Stored data entries:

□ □ □ □

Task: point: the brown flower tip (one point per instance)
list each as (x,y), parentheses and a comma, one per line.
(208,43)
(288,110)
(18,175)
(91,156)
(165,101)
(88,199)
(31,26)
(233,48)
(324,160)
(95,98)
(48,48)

□ □ □ □

Reproduce the entries so that each line reads exactly as it did before.

Task answer:
Task: point: the brown flower tip (one point per instance)
list each as (x,y), parentheses and a comma, one per line.
(208,43)
(288,110)
(18,175)
(91,156)
(165,101)
(88,199)
(31,26)
(233,48)
(324,160)
(95,98)
(48,48)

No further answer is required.